Consigne: Poursuivez, s'il vous plaît, le texte sur l'histoire du vignoble de Guebwiller, en reprenant juste après sa dernière phrase.

Extrait du document:
|---|

Les crus de la Wanne, du Saering et du Kitterlé transitent par Bâle et Lucerne en direction de l’Autriche. Leur renommée est telle que des négociants peu scrupuleux livrent les récoltes du vignoble suisse et d’ailleurs en les faisant passer pour du vin de Guebwiller.

Au XVIIème, les Guebwillerois, pour déjouer l’action des trafiquants, décident d’apposer un certificat d’origine sur chaque tonneau de vin qui part de leurs caves. Comme en témoigne la missive du 15 avril 1667 de la ville de Guebwiller à la ville de Lucerne : « nous avons décidé d’écrire à ces messieurs de Lucerne, parce que nous avons appris que certains acheteurs se laissent entraîner à prendre des vins de Rouffach, Westhalten, Soultzmatt pour les revendre comme vins de Guebwiller et de déclarer que dorénavant ses vins seront accompagnés d’un Ladtzettel ou certificat d’origine ». Ils deviennent ainsi les précurseurs des « Appellations d’Origine Contrôlée »….

Au XIXème siècle, on peut lire dans l’Annuaire Administratif du Haut Rhin (1854) : « sont particulièrement renommés […] les vins gentils de Guebwiller, connus sous le nom de Kitterlé, qui prennent, en certaines circonstances, un goût qui a quelque analogie avec le fruit du sorbier ou du noisetier, ce qui leur fait donner le nom d’Eschgriessel et de Hasselnusser. Le vin du même endroit, provenant du raisin ollwer, a la réputation de s’opposer à la formation de gravelle, et on dit même qu’il guérit ceux qui sont affectés de cette maladie. »

La délibération du conseil municipal de Colmar (1837) apporte l’indication suivante : « Il est évident que le vignoble de Colmar situé en plaine ne peut être assimilé à celui des montagnes … Le schatz s’y vend à peine 800 francs, tandis qu’à Guebwiller le schatz, qui est de sept ares, se vend jusqu’à 3.000 francs. Les produits des meilleures communes du vignoble sont bien supérieurs en quantité et en qualité à celui de la première classe de Colmar. On ne peut (donc) laisser les évaluations des vignes des cantons de Rouffach, Ribeauvillé et Guebwiller à un taux aussi rapproché à celui des mauvaises vignes de plaine. »
(Extraits tirés du livre de Claude Muller « Les vins d’Alsace – Histoire d’un vignoble)

Alors que les manufacturiers, venus de Suisse ou de Mulhouse, achètent les anciens domaines ecclésiastiques pour y installer leurs usines textiles, du fait de la mévente du vin et du manque de journaliers, la viticulture traverse une mauvaise passe. Nombreux sont ceux qui préfèrent aller travailler en usine plutôt que de continuer à s’éreinter sur les pentes de l’Ober et de l’Unterlinger. L’arrivée du mildiou et du phylloxéra aggrave la situation.

|---|

[Enregistrements issus d'une collection]
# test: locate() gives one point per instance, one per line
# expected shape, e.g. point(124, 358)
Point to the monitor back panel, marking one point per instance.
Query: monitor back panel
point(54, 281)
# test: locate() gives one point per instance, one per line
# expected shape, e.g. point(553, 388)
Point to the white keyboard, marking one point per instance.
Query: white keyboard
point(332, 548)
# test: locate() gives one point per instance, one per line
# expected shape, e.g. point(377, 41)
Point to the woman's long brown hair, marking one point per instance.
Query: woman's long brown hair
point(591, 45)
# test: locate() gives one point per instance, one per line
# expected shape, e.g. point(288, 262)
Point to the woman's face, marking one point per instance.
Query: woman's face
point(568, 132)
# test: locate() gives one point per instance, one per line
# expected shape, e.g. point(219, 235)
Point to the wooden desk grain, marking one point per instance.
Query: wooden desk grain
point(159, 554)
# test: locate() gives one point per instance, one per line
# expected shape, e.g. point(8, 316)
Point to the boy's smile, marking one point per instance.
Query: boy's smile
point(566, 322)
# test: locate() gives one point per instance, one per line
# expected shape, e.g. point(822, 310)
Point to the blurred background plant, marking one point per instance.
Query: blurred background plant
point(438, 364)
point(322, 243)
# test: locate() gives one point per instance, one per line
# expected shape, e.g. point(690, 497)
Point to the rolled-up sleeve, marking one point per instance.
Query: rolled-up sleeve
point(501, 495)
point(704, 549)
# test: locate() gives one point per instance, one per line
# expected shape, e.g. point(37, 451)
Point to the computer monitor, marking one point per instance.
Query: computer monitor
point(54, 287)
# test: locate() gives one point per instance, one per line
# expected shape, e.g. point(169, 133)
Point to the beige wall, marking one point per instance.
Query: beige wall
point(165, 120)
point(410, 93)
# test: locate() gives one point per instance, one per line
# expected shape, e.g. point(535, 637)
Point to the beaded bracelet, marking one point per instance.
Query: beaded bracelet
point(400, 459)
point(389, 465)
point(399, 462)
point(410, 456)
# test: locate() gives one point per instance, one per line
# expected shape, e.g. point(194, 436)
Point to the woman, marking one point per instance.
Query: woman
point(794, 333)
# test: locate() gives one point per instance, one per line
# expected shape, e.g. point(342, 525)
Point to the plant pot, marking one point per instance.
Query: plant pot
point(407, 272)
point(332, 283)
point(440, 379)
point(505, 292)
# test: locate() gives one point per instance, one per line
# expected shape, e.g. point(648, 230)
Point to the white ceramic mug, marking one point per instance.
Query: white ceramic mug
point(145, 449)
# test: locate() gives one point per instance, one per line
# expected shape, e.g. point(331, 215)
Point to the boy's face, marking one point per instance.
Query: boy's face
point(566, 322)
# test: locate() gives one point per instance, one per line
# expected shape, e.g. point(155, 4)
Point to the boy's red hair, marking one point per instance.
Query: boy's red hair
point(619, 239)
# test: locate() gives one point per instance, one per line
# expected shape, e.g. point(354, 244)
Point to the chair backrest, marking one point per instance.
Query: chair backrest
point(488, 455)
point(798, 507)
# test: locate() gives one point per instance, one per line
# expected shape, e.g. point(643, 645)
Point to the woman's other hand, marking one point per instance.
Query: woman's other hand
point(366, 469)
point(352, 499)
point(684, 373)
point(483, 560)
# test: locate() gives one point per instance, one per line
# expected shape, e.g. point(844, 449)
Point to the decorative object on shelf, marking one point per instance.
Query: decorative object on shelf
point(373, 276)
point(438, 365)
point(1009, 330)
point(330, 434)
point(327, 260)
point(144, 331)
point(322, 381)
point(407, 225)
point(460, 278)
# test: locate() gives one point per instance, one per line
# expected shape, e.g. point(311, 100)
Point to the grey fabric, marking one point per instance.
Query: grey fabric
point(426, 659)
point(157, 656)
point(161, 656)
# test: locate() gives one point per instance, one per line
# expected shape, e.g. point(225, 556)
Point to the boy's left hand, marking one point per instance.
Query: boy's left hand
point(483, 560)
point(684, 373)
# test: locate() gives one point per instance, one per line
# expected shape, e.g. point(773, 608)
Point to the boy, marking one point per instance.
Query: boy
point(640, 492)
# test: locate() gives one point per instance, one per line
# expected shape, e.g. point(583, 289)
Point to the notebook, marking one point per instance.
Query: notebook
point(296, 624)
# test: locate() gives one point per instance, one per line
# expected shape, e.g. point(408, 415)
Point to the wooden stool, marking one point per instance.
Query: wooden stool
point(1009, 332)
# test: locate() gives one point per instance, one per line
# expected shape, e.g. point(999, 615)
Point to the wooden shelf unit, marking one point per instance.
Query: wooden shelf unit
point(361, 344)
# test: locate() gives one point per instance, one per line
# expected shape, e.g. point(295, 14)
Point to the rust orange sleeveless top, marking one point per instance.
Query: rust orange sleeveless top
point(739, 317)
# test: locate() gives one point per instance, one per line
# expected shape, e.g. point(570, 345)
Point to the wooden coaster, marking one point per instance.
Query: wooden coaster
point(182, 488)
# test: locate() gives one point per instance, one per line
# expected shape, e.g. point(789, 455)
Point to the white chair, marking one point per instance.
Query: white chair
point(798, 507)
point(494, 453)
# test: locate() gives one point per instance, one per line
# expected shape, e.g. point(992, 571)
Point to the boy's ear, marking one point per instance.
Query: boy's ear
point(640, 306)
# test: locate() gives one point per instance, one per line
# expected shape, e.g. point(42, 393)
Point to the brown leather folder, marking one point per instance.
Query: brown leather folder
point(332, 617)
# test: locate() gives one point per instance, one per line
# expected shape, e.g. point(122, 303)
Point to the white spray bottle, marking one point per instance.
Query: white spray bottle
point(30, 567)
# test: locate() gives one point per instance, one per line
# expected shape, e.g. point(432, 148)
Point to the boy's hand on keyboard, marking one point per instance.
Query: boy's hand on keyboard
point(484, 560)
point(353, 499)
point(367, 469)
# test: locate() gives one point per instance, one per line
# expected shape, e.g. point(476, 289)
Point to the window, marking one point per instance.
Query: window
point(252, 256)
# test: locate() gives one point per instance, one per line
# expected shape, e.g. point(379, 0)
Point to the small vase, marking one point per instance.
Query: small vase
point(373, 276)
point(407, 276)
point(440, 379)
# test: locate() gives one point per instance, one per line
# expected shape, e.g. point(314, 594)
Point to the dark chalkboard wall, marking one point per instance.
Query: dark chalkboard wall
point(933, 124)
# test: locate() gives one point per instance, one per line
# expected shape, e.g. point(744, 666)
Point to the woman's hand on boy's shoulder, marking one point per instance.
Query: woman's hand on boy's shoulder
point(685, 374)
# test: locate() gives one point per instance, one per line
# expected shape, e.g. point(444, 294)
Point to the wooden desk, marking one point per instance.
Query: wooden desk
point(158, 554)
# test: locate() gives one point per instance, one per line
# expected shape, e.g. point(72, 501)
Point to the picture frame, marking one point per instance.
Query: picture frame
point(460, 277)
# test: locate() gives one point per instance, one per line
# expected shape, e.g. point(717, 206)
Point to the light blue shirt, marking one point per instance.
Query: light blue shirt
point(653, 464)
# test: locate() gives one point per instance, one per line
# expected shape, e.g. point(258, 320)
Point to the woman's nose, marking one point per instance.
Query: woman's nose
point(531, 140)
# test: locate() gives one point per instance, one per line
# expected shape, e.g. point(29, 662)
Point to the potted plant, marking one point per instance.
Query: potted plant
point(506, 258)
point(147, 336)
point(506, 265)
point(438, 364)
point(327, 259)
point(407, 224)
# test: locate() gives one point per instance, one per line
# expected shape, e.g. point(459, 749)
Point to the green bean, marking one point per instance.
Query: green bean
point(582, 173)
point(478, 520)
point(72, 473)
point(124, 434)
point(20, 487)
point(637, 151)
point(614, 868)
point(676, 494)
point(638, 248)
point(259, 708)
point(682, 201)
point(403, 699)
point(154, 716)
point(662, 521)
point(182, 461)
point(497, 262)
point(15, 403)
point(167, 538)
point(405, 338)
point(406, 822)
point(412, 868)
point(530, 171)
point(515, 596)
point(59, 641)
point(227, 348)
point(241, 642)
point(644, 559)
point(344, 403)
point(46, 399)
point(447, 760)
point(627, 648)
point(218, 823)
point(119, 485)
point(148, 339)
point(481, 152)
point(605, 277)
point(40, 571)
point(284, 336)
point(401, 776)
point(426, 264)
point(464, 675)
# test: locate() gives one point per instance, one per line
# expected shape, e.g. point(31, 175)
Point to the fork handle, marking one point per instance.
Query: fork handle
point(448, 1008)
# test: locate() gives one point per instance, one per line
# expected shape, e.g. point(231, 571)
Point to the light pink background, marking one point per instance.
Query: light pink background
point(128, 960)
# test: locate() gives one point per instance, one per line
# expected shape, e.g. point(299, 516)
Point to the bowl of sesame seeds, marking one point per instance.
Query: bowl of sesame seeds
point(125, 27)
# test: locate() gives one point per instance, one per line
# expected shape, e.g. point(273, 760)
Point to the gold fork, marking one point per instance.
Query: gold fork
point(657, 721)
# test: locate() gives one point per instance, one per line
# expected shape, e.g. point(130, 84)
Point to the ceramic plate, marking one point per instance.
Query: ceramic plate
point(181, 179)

|---|

Réponse attendue:
Les difficultés rencontrées par les vignerons sont une aubaine pour les nouveaux maîtres de la cité. Elles leur permettent de se doter sans mal d’une respectabilité terrienne : « Les industriels achètent le meilleur du vignoble, en commençant par les bons crus vendus comme biens nationaux. », souligne G. Bischoff. L’un d’eux, Nicolas Schlumberger, débute sa conquête de la terre par l’acquisition de 20 hectares de vignes en 1810. À la fin du XIXème siècle, il en possédera 40. Son domaine figure alors parmi les plus importants de la région. Parmi ses descendants apparaissent des vignerons invétérés : Ernest Schlumberger, arrière-petit-fils de Nicolas, entreprend en 1910 la reconstitution totale du vignoble de Guebwiller. Quinze années plus tard, son « remembrement » avant la lettre, est achevé avec l’acquisition de 2500 nouvelles parcelles. Le domaine Schlumberger s’étend sur plus de 130 hectares de vignes. Il est le premier d’Alsace et l’un des plus vastes de France.

Une nouvelle ère commence alors pour le vignoble du Florival. Elle est placée sous la double enseigne du capitalisme industriel et du retour à la tradition. Les parcelles sont regroupées pour former des ensembles homogènes, ne comportant que les cépages les mieux adaptés au sol et au climat. Cinquante kilomètres de murs de soutien sont reconstruits ou restaurés. Les immenses murs en grès rosé qui soutiennent les terrasses du Kitterlé se dressent comme les remparts protecteurs du « jardin des délices ».